* [EXERCISE OBJECTIVE]
Starting with the line that contains "human nose, one", copy every line through the end of the data below, exactly and with nothing added.

* [Coordinate labeling data]
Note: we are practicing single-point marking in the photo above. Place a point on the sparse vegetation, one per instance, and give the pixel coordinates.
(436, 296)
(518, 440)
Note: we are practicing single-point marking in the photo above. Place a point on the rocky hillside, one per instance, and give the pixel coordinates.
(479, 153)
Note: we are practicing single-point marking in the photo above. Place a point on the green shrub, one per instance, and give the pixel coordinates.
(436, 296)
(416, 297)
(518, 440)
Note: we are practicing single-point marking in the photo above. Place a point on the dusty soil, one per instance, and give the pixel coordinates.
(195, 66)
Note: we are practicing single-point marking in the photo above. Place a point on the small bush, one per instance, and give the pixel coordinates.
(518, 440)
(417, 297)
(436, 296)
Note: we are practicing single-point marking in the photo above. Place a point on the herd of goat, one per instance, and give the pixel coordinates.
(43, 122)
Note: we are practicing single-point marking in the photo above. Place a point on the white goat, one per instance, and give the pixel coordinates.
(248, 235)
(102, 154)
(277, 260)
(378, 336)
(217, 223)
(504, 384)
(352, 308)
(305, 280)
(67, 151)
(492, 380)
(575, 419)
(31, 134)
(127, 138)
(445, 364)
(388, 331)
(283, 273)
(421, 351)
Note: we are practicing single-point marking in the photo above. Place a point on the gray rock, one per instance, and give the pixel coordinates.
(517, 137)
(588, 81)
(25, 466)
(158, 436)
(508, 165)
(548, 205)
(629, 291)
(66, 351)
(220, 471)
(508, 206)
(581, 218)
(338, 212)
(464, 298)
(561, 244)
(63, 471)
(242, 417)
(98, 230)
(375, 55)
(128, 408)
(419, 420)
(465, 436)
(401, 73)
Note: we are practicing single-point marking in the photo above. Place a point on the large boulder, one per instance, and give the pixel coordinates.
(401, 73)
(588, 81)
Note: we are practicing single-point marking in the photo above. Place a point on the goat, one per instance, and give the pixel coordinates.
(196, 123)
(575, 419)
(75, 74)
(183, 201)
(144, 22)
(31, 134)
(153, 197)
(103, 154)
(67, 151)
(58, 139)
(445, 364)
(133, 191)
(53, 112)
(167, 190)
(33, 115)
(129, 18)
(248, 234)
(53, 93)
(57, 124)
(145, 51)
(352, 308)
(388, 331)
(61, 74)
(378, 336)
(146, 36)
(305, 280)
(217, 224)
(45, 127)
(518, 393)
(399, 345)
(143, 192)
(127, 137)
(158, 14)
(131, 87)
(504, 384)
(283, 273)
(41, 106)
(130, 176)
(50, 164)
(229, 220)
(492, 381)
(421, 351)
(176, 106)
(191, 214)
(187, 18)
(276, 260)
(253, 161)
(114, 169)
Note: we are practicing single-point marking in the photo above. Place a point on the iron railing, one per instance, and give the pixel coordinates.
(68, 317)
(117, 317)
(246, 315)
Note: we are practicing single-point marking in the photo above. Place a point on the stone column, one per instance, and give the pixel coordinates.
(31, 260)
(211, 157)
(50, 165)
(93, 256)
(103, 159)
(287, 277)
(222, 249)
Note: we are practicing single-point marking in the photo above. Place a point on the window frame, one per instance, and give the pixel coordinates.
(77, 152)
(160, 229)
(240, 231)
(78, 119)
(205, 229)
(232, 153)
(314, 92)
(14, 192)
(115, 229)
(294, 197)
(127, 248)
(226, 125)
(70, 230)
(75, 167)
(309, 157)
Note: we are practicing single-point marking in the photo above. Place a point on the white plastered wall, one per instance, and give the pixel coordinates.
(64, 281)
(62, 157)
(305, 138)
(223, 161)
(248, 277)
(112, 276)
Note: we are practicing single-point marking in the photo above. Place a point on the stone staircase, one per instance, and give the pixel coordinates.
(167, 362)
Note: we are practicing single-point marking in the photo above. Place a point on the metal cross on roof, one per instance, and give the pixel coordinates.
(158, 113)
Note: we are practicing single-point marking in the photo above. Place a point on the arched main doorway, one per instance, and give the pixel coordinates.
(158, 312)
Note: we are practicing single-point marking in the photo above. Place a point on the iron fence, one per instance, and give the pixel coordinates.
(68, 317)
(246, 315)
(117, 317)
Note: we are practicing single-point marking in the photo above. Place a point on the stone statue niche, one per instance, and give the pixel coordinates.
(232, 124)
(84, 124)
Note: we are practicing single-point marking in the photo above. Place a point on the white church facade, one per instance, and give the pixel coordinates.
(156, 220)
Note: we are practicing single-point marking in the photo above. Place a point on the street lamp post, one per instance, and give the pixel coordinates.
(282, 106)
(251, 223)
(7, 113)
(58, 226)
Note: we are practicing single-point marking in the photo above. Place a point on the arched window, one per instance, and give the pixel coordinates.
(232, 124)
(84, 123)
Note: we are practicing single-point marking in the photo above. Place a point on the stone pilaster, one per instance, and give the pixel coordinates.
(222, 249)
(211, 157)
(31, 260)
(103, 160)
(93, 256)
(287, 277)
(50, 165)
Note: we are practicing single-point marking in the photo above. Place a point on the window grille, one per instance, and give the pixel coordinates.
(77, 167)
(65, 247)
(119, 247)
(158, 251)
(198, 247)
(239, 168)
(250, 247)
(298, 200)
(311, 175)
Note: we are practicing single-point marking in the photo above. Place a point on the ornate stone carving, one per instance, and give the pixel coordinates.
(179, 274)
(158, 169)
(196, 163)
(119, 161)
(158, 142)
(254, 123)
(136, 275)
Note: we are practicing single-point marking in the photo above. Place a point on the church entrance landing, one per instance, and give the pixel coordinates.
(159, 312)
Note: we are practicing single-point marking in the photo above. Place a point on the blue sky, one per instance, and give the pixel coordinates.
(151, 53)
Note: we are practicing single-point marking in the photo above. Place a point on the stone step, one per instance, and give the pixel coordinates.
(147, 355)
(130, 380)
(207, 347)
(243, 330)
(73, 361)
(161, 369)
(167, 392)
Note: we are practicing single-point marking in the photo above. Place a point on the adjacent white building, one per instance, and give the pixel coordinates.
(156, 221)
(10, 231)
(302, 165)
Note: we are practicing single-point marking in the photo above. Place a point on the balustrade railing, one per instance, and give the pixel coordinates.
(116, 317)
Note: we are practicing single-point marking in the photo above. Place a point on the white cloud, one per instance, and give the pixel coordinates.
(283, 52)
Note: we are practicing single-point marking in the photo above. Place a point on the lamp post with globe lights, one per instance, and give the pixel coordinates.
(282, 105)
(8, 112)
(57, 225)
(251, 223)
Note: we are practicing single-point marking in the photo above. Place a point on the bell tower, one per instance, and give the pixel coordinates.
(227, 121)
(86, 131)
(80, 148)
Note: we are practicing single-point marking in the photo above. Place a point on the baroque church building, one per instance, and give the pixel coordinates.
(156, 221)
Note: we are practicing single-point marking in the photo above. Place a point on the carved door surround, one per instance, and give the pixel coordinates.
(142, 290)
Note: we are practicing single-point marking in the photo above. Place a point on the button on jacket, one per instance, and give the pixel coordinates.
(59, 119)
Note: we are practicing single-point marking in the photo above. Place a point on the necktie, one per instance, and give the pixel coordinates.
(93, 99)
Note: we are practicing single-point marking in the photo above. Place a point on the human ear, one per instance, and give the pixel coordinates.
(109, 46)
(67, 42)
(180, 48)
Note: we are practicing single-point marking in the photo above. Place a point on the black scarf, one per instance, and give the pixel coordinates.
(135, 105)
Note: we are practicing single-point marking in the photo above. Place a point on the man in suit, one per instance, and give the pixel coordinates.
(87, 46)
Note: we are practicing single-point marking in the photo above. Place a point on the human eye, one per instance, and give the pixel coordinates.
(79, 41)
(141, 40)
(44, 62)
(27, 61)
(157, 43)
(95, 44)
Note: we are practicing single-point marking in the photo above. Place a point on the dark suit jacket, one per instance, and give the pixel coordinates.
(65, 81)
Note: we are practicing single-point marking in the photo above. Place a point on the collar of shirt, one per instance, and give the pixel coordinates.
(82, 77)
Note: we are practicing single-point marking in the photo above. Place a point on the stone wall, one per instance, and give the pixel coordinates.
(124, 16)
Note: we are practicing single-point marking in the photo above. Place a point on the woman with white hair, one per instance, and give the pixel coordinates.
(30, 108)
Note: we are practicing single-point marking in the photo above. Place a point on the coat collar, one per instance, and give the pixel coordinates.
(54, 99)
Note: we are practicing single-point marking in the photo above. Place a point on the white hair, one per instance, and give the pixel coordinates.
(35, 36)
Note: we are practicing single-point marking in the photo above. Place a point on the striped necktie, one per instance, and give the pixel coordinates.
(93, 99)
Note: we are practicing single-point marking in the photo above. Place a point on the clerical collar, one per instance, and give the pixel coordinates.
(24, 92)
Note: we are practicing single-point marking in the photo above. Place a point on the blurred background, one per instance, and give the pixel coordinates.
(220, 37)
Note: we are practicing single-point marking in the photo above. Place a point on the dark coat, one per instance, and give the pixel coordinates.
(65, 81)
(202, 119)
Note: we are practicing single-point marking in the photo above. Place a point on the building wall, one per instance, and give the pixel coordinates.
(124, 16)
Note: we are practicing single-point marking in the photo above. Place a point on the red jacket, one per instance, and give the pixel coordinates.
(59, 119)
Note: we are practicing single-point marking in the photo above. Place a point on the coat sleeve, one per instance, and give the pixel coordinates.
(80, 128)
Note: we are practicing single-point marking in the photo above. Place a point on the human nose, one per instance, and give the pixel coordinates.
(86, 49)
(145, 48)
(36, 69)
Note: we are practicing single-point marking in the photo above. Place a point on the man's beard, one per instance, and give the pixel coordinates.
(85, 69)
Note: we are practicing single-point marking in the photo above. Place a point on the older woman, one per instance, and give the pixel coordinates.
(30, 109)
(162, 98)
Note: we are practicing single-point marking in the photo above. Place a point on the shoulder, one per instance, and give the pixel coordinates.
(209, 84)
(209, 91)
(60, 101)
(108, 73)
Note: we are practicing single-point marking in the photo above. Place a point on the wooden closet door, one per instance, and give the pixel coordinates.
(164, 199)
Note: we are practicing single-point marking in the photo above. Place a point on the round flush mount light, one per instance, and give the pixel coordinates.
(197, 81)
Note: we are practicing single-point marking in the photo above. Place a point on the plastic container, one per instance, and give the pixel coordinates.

* [RESULT OF THIS TASK]
Note: we are practicing single-point marking in the photo above. Place a point on the human nose, one per instance, and give the pixel coordinates.
(86, 49)
(145, 48)
(36, 69)
Note: we are practicing single-point marking in the photo above. Place a point on the man's beard, one per instance, and give the pixel coordinates.
(85, 69)
Note: we are practicing single-point marking in the photo above. Place a point on the older woman, one per instance, and give the pixel coordinates.
(30, 109)
(162, 98)
Note: we are practicing single-point marking in the photo above. Place a point on the shoulder, one per instance, and give the pixel coordinates.
(209, 84)
(209, 91)
(60, 101)
(108, 73)
Note: we are practicing single-point marking in the photo above. Place a point on the wooden closet door, one per instance, and give the pixel coordinates.
(164, 199)
Note: we are practicing single-point marking in the photo above. Place a point on the round flush mount light, one per instance, and give the pixel coordinates.
(197, 81)
Note: we are practicing single-point marking in the photo above. Place a point on the plastic container, one per instance, and give the pixel coordinates.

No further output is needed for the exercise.